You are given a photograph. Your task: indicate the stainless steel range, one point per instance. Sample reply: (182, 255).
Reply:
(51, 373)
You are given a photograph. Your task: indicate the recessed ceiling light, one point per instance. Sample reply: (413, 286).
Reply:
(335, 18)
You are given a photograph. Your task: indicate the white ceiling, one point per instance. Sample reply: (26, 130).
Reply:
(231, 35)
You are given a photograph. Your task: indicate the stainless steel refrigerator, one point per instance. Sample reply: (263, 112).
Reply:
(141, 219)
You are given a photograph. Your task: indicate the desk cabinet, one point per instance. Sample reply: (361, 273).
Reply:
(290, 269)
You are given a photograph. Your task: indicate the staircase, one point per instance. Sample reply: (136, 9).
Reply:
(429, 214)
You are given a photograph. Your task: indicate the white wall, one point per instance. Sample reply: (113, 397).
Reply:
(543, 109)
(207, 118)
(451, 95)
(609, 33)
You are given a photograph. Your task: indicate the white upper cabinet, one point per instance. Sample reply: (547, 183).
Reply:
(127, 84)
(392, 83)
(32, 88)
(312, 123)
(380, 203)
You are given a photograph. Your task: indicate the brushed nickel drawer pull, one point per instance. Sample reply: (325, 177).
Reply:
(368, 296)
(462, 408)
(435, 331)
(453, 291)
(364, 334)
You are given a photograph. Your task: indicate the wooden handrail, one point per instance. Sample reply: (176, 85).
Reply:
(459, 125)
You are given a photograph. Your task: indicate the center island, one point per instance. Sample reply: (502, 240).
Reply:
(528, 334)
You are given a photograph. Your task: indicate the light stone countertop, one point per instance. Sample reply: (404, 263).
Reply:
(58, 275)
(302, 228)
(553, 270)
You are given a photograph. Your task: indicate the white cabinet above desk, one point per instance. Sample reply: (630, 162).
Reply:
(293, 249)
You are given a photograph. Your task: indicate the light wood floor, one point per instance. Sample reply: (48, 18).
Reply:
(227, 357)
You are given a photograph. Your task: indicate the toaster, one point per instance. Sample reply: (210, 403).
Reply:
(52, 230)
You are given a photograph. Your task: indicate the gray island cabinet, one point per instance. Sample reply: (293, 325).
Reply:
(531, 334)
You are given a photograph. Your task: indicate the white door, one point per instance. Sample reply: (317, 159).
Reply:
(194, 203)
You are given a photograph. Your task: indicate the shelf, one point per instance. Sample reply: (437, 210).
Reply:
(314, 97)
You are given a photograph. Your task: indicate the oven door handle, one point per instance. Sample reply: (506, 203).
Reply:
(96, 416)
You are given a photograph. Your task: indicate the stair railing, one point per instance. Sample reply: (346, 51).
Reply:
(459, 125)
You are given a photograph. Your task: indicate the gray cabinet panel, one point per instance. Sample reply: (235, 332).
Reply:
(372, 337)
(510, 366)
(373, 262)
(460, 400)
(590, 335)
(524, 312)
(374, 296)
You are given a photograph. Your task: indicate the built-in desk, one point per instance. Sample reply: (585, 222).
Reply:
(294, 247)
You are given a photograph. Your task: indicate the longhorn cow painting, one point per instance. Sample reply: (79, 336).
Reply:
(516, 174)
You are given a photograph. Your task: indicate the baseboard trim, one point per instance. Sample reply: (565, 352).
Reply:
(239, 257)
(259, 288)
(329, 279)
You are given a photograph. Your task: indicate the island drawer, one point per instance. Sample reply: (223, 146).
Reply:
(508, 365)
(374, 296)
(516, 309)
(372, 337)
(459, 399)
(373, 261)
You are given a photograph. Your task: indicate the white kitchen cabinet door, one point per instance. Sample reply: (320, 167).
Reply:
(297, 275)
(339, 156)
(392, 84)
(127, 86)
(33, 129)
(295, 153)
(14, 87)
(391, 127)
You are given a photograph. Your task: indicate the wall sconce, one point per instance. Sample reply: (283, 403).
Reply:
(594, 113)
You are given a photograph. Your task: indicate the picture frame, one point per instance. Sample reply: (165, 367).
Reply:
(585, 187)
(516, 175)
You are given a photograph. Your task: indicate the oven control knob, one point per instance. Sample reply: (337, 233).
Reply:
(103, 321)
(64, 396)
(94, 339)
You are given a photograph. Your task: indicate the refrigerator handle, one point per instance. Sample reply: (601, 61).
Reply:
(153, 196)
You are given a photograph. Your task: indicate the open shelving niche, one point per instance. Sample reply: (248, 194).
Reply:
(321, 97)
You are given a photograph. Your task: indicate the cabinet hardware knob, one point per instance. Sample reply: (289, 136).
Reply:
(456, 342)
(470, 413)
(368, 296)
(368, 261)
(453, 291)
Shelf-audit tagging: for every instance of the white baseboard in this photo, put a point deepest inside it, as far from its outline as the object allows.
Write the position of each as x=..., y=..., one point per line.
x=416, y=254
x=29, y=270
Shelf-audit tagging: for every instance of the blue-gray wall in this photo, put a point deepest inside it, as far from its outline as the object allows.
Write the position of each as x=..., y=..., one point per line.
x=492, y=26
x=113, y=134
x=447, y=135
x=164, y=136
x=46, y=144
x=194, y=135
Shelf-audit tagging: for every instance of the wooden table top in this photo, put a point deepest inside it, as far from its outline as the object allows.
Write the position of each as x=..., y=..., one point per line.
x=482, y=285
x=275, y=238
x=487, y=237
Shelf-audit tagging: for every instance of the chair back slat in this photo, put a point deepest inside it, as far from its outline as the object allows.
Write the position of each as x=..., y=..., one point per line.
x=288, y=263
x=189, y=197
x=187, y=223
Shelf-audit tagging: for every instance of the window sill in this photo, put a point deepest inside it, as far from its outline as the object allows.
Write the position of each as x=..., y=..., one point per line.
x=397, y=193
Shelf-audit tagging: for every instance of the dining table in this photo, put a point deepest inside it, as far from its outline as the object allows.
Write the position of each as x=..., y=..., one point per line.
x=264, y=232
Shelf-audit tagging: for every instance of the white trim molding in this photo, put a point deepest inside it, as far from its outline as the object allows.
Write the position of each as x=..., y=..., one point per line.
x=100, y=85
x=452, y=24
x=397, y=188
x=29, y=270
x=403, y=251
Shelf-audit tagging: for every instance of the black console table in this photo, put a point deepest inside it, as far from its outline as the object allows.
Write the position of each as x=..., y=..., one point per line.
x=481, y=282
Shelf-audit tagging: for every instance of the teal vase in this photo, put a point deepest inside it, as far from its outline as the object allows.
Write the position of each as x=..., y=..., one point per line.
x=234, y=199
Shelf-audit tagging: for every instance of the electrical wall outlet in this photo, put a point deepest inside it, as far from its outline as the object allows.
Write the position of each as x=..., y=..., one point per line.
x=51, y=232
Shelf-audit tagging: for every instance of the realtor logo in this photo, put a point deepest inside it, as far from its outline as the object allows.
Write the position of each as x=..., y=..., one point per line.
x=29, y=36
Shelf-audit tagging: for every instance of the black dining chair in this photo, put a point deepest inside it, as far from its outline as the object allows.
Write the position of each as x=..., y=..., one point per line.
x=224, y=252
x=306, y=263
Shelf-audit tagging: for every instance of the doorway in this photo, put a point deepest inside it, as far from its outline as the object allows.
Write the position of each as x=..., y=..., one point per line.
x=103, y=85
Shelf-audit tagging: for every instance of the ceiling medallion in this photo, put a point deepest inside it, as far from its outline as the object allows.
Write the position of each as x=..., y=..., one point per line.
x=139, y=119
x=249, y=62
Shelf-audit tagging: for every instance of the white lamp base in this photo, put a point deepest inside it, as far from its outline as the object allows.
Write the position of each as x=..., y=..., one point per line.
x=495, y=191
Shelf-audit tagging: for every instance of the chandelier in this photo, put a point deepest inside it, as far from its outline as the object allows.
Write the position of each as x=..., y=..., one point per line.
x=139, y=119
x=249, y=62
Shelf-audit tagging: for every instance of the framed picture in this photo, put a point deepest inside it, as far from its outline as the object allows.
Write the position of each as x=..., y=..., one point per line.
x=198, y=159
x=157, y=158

The problem: Each record above should be transcribed exactly.

Answer box:
You are given a photograph. Your task: indicate the stainless steel range, one point per instance. Sample reply: (182, 255).
Reply:
(51, 373)
You are given a photograph. Your task: indicate the recessed ceiling light, one point per instance. Sample reply: (413, 286).
Reply:
(335, 18)
You are given a photograph. Your task: indicate the white ceiling, one point per instance. Sample reply: (26, 130).
Reply:
(231, 35)
You are given a photograph. Your task: indicate the stainless steel refrigerator, one point per instance. Sample reply: (263, 112).
Reply:
(141, 219)
You are given a photograph. Your task: indicate the desk cabinet, one point per instance. Sample reply: (361, 273).
Reply:
(290, 269)
You are given a photograph. Your task: indicate the staircase, one point per instance. Sample reply: (136, 9).
Reply:
(429, 214)
You are given a photograph. Your task: indicate the white wall, one point per instance. Sample reply: (113, 397).
Reply:
(543, 109)
(207, 118)
(451, 95)
(609, 33)
You are given a photograph. Your task: indicate the white upper cabinet, one point per instance. Sample reply: (547, 183).
Reply:
(127, 84)
(392, 83)
(32, 88)
(312, 123)
(380, 203)
You are given a photograph. Your task: indicate the brushed nickel drawer pull, one point per instance. Sample reply: (325, 177).
Reply:
(368, 296)
(462, 408)
(435, 331)
(453, 291)
(364, 334)
You are given a photograph. Your task: indicate the wooden handrail, one point per instance. Sample reply: (176, 85).
Reply:
(459, 125)
You are given a photograph. Your task: indicate the center island, one point per instance. Sample reply: (502, 240).
Reply:
(528, 334)
You are given a photograph. Your task: indicate the light stone countertop, one point per instance. Sample reply: (404, 263).
Reply:
(58, 275)
(302, 228)
(553, 270)
You are given a photograph. Your task: indicate the white cabinet above desk, one point per instance. Sample reply: (630, 162).
Reply:
(293, 249)
You are given a photograph. Your task: indicate the light wood floor, one point per instance. Sample reply: (48, 18).
Reply:
(227, 357)
You are given a photograph. Your task: indicate the toaster, one point per instance. Sample reply: (210, 403).
Reply:
(52, 230)
You are given a photograph. Your task: indicate the gray island cabinet, one point per instance. Sample reply: (293, 325).
Reply:
(531, 334)
You are given a photograph. Your task: indicate the white door, one point per instance. Sample reply: (317, 159).
Reply:
(194, 203)
You are given a photograph. Your task: indicate the shelf, one point per instance. Sample reply: (437, 210).
Reply:
(314, 97)
You are given a photograph. Your task: indicate the oven door handle, one point per instance. Sample reply: (506, 203).
Reply:
(96, 416)
You are given a photograph. Your task: indicate the stair railing, one point per instance. Sample reply: (346, 51).
Reply:
(459, 125)
You are given a photograph. Your task: indicate the gray cabinet panel, one point per instance. Sample reply: (235, 332).
Reply:
(372, 337)
(510, 366)
(373, 262)
(460, 400)
(590, 335)
(524, 312)
(374, 296)
You are given a photograph. Your task: indicate the built-in desk, one point per instance. Sample reply: (585, 222).
Reply:
(294, 247)
You are given a photograph. Your task: indicate the longhorn cow painting, one point per instance. Sample reply: (79, 336).
Reply:
(516, 174)
You are given a photograph. Your task: indicate the baseboard trim, one point per instance. Sample reply: (565, 352).
Reply:
(239, 257)
(259, 288)
(329, 279)
You are given a photograph. Your task: indicate the island drawer, one point per instance. Sample reply: (223, 146).
Reply:
(508, 365)
(374, 296)
(516, 309)
(372, 337)
(459, 399)
(373, 261)
You are given a photograph. Your task: indicate the white kitchen cabinet door, one point per instance. Sample reply: (320, 167).
Reply:
(297, 275)
(339, 156)
(392, 84)
(127, 86)
(33, 129)
(295, 153)
(14, 87)
(391, 127)
You are given a photograph. Your task: indicate the wall sconce, one point per instance. Sample reply: (283, 403).
Reply:
(594, 113)
You are given a photograph. Your task: indicate the picture frame, one point per instance. Sample reply: (165, 367).
Reply:
(585, 187)
(516, 175)
You are given a photograph. Your task: indicate the oven control knob, one point per instance. Sample reply: (337, 233).
Reply:
(103, 321)
(64, 396)
(94, 339)
You are given a photograph. Your task: indicate the refrigerator handle, one point per instance. Sample reply: (601, 61).
Reply:
(153, 196)
You are given a photograph. Your task: indicate the open shelving niche, one point per instance. Sample reply: (248, 194).
Reply:
(321, 97)
You are given a photograph. Your task: indicate the cabinet hardware knob, one point per instance. Sample reply: (289, 136).
Reply:
(456, 342)
(470, 413)
(368, 296)
(368, 261)
(453, 291)
Shelf-audit tagging: for every instance of the white baseboard in this photo, put a point deepest inside it, as far from its outline as the object allows.
Write the position of each as x=..., y=..., one point per line.
x=416, y=254
x=29, y=270
Shelf-audit tagging: for every instance of the blue-gray wall in this photo, put a point deepest inside it, as far from its outline as the object allows.
Write the position of each as x=..., y=..., one point per line.
x=492, y=26
x=113, y=134
x=447, y=135
x=164, y=136
x=46, y=144
x=194, y=135
Shelf-audit tagging: for every instance of the wooden table top in this photo, put a point deepest inside it, as far from its outline as the object allows.
Write the position of each as x=..., y=..., one point per line.
x=482, y=285
x=275, y=238
x=487, y=237
Shelf-audit tagging: for every instance of the chair back slat in this photo, put a point deepest inside it, as far from its outline as the object allows.
Write the position of each as x=..., y=..., one point per line.
x=288, y=263
x=189, y=197
x=187, y=223
Shelf-audit tagging: for every instance of the window sill in this photo, put a point deepest inside it, as far from its outline as the object allows.
Write the position of each as x=..., y=..., one point per line.
x=397, y=193
Shelf-audit tagging: for every instance of the dining table in this photo, put a point deepest inside it, as far from its outline as the object allows.
Write the position of each as x=..., y=..., one point per line.
x=264, y=232
Shelf-audit tagging: for every instance of the white trim molding in this photo, put a point deepest inside it, as far from its outline as the object allows.
Write the position of each as x=..., y=..., one point per line.
x=100, y=85
x=452, y=24
x=397, y=188
x=29, y=270
x=403, y=251
Shelf-audit tagging: for every instance of the black console table in this photo, put a point deepest inside it, as far from its outline as the object allows.
Write the position of each as x=..., y=..., one point per line.
x=481, y=282
Shelf-audit tagging: for every instance of the teal vase in this photo, put a point deepest inside it, as far from its outline as the object allows.
Write the position of each as x=..., y=..., one point per line.
x=234, y=199
Shelf-audit tagging: for every instance of the electrical wall outlet in this photo, put a point deepest inside it, as far from its outline as the object allows.
Write the position of each as x=..., y=..., one point per line.
x=51, y=232
Shelf-audit tagging: for every instance of the realtor logo in this photo, put a point deepest inside it, as far from its outline as the object allows.
Write the position of each as x=..., y=..., one point per line.
x=29, y=36
Shelf-audit tagging: for every instance of the black dining chair in this photo, put a point deepest inside it, as far from its outline as the object allows.
Write the position of each as x=..., y=..., one point per line.
x=224, y=252
x=306, y=263
Shelf-audit tagging: for every instance of the doorway in this photo, put a point deepest inside it, as far from its outline as the object allows.
Write the position of each as x=..., y=..., one point per line.
x=103, y=85
Shelf-audit tagging: for every instance of the ceiling medallion in this photo, put a point deepest inside it, as far from its outline as the object allows.
Write the position of each as x=..., y=..., one point per line.
x=139, y=119
x=249, y=62
Shelf-audit tagging: for every instance of the white lamp base in this photo, put a point deepest inside it, as far from its outline as the object allows.
Write the position of each as x=..., y=..., one point per line.
x=495, y=191
Shelf-audit tagging: for every instance of the chandelier in this photo, put a point deepest inside it, as far from its outline as the object allows.
Write the position of each as x=..., y=..., one point per line.
x=139, y=119
x=249, y=62
Shelf-audit tagging: for every instance of the framed picture in this photo, put a point deepest inside it, as far from its outline as the object allows.
Write the position of each as x=..., y=..., one point per line.
x=198, y=159
x=157, y=158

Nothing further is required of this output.